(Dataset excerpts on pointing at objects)

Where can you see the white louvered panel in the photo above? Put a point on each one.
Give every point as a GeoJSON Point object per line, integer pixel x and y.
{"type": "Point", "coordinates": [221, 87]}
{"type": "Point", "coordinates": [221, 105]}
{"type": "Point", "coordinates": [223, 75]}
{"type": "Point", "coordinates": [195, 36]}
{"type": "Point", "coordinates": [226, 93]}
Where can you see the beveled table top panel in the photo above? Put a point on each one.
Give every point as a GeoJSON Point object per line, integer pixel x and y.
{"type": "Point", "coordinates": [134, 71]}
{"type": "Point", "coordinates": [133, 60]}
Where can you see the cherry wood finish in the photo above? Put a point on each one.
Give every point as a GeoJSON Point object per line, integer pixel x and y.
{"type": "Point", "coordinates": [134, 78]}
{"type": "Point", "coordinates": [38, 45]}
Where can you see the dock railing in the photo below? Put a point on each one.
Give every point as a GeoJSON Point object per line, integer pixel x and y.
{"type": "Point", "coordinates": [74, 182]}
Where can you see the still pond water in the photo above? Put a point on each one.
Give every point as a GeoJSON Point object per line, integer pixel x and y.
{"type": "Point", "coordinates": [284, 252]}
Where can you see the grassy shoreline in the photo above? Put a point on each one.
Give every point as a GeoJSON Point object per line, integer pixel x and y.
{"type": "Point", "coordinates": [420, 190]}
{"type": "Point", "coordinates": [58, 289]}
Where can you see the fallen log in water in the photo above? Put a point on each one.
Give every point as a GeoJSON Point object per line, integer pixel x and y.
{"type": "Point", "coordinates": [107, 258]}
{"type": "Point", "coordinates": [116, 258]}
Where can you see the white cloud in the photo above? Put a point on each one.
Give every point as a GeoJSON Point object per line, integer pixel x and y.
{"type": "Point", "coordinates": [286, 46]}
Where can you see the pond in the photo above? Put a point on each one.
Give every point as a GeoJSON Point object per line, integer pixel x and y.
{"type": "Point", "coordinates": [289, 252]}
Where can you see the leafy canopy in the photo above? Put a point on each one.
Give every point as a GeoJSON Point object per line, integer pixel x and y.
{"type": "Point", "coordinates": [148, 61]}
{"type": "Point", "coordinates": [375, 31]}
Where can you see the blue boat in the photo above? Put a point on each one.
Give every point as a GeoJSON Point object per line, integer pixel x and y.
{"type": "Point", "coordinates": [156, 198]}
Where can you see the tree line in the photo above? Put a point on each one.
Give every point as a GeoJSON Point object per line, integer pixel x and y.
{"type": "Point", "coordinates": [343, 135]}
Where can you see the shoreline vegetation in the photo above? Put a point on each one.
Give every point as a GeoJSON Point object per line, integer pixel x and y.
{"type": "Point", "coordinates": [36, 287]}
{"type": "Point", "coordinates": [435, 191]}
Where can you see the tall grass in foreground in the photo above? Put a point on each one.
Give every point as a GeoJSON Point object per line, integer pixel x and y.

--

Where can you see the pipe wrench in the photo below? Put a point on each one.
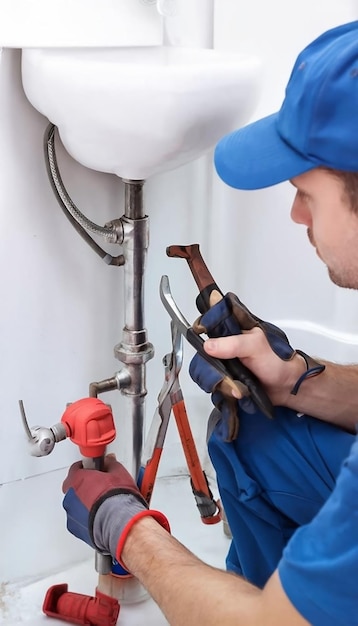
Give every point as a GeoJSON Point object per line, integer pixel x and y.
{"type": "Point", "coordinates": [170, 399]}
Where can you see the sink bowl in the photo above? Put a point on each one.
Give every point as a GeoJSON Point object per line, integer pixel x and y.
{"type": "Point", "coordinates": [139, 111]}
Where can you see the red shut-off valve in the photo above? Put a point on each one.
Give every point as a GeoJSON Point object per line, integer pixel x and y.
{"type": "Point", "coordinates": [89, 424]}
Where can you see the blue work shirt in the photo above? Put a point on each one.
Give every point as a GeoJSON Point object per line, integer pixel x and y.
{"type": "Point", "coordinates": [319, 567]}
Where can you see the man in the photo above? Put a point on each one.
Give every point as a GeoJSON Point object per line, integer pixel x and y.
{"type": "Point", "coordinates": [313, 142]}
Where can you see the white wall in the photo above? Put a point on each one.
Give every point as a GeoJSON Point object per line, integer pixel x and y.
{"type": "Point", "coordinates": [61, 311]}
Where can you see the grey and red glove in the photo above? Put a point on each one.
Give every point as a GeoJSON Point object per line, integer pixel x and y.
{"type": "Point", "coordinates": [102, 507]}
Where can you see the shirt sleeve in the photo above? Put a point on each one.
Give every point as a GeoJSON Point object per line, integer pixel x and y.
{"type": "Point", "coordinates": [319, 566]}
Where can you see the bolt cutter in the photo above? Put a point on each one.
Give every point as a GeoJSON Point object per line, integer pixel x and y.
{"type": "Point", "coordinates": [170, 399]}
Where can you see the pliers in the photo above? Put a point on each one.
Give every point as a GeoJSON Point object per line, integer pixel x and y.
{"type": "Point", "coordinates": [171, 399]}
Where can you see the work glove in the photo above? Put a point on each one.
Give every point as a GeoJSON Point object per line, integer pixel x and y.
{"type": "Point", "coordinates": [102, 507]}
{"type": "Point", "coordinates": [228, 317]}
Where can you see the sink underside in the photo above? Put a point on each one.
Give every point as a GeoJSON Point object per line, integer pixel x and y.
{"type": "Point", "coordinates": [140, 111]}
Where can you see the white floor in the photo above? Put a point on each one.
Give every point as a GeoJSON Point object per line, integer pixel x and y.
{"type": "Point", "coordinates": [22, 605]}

### Task requirements
Gather every line of the records that contains the word "panel", matching case exactly.

### Solved problem
Where can you see the white louvered panel in the photo above? Put a point on each one.
Where can you see the beveled table top panel in the photo above? Put a point on each one.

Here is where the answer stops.